Task material »
◇ ◇ ◇ ◇
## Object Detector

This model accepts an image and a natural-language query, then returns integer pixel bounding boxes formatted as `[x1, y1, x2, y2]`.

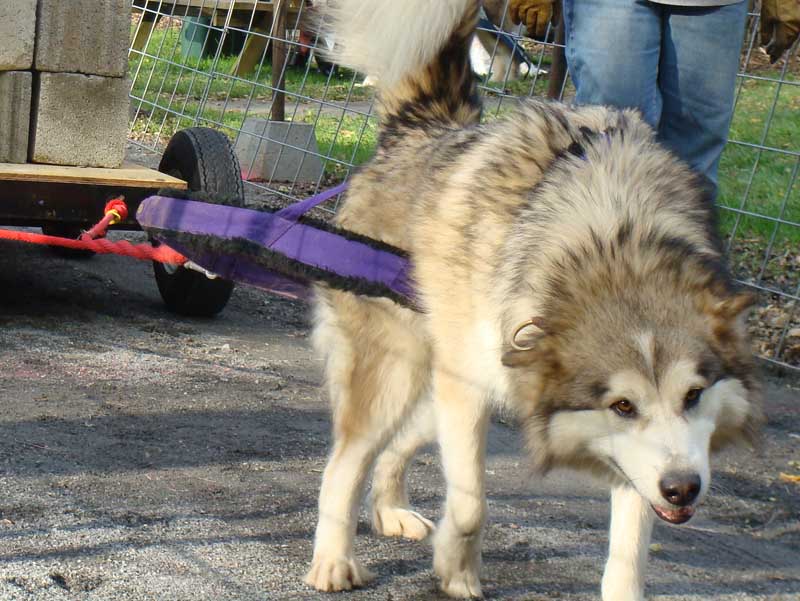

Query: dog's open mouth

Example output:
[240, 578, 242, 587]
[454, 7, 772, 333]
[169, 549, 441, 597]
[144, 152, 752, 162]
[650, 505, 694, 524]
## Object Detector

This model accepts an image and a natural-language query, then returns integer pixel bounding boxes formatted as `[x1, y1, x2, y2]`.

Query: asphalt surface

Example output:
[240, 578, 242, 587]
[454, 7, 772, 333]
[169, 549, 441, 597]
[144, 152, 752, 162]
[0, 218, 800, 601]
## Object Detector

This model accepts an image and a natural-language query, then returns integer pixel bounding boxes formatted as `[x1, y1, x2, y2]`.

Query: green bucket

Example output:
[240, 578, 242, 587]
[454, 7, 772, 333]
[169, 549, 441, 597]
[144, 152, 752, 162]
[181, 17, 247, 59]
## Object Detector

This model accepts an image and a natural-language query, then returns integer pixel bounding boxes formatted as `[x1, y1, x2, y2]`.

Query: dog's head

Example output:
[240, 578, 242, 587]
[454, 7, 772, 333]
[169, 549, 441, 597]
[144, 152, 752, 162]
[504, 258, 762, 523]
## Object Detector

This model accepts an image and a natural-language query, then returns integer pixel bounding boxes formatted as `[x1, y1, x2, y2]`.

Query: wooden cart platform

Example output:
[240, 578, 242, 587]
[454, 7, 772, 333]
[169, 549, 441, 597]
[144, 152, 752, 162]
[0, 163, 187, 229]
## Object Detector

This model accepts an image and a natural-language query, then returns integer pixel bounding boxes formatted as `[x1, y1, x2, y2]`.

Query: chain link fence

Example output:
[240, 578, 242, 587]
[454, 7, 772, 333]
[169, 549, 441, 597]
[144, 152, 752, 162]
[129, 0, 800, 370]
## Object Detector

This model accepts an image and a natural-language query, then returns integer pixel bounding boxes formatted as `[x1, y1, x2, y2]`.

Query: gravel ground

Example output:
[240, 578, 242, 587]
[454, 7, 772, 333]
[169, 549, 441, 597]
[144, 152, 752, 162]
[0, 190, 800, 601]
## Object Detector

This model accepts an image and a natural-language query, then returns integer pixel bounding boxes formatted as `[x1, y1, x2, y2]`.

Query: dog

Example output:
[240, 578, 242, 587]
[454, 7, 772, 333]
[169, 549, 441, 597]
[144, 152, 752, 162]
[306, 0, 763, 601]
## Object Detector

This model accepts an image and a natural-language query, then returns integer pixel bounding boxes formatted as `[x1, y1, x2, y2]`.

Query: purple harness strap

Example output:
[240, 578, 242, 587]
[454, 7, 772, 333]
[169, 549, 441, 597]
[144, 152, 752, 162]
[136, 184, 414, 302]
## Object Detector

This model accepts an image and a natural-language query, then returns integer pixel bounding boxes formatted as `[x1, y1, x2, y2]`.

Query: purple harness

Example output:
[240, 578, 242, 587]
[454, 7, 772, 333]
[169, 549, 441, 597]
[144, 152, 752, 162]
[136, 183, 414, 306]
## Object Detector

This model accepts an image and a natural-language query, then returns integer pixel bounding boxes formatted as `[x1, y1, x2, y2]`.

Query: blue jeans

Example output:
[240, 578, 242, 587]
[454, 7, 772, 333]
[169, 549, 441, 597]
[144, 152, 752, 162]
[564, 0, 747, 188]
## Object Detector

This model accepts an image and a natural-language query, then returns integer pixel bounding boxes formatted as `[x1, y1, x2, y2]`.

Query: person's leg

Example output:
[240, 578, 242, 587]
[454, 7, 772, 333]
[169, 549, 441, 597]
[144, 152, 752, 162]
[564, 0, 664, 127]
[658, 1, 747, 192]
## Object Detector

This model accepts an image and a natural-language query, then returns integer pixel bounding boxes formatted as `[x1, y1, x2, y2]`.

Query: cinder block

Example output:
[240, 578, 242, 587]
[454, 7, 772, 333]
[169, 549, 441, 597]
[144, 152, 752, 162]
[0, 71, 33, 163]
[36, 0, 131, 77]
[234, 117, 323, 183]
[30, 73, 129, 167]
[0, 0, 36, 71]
◇ ◇ ◇ ◇
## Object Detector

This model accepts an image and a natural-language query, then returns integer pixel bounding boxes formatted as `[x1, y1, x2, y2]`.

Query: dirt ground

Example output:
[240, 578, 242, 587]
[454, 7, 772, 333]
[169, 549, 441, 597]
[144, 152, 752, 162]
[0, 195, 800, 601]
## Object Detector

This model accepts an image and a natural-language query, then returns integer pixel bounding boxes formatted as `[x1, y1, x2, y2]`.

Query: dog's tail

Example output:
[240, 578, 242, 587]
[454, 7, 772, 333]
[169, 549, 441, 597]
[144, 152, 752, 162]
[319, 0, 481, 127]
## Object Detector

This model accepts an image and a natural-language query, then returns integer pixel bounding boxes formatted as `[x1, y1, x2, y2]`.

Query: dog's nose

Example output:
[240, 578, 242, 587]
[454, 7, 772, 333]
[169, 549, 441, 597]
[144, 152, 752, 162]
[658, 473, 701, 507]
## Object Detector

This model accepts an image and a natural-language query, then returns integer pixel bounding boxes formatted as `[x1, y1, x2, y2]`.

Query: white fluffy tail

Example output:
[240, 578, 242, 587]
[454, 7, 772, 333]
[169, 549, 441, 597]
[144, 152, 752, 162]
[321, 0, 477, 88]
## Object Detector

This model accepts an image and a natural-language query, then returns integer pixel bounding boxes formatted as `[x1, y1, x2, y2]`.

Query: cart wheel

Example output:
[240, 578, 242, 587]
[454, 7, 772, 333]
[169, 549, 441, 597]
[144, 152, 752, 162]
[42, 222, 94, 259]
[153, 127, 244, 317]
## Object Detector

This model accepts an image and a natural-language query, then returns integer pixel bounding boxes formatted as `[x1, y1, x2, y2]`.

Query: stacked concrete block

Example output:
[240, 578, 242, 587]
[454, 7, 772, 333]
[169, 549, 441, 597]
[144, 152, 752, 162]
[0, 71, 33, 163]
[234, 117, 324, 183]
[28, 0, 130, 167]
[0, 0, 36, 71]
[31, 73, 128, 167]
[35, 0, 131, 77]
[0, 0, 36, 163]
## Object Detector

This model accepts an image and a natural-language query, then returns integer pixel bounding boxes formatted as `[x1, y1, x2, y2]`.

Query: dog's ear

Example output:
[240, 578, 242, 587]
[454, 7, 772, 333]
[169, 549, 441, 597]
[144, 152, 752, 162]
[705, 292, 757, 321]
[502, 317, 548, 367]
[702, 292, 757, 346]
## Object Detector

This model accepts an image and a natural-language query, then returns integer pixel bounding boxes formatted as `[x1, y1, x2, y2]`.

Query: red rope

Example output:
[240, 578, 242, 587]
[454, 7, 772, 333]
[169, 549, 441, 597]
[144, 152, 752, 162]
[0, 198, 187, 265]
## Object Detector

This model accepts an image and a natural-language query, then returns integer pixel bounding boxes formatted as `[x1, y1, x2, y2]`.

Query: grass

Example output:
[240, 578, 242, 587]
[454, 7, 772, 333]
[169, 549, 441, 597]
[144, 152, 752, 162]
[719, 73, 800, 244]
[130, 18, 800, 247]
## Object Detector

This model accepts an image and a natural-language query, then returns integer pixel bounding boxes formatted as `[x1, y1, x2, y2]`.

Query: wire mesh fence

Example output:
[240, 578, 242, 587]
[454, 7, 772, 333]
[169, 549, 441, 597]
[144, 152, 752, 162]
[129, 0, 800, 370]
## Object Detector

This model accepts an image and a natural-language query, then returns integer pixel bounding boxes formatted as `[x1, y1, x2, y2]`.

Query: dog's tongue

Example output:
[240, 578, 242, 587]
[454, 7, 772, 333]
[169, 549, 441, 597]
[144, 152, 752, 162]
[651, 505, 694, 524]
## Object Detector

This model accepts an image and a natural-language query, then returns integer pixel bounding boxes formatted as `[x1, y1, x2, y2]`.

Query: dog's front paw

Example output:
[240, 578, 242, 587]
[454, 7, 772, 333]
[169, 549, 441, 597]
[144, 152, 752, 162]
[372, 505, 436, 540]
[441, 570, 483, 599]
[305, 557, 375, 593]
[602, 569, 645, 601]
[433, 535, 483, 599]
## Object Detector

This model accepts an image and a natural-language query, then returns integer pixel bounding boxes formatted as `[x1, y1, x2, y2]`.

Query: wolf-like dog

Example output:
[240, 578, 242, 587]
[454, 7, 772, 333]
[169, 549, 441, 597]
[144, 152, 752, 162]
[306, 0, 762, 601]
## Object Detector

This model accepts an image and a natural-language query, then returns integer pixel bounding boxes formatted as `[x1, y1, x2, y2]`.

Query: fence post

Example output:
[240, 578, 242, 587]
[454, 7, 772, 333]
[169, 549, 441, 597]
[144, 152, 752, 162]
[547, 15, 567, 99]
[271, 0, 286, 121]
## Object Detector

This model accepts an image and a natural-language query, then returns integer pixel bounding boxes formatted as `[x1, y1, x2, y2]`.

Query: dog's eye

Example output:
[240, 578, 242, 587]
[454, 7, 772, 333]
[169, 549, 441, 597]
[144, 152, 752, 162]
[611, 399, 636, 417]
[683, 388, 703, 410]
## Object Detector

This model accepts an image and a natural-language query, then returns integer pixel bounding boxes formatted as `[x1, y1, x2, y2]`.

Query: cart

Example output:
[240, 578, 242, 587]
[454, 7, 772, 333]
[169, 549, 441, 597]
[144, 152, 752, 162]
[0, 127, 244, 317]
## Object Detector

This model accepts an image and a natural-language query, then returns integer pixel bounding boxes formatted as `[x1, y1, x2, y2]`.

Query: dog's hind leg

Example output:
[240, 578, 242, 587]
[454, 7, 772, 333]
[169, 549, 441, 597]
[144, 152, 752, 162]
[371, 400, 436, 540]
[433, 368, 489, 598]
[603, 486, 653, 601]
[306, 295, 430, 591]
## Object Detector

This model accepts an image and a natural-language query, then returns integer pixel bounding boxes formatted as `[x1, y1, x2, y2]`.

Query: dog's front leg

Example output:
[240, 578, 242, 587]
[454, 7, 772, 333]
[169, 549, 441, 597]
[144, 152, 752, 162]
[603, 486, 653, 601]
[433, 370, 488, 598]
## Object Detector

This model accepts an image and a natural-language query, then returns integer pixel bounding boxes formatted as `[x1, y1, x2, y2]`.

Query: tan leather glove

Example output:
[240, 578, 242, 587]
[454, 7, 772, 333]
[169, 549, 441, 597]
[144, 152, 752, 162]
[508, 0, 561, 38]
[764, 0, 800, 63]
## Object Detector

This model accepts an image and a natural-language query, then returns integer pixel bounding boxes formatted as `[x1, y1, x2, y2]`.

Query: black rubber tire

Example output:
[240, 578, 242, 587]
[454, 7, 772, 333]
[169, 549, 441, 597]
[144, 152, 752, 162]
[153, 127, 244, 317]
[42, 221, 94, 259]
◇ ◇ ◇ ◇
Prompt » How many lines in the data above contain the string "cart"? Reply with the number alone.

Output for this task » 3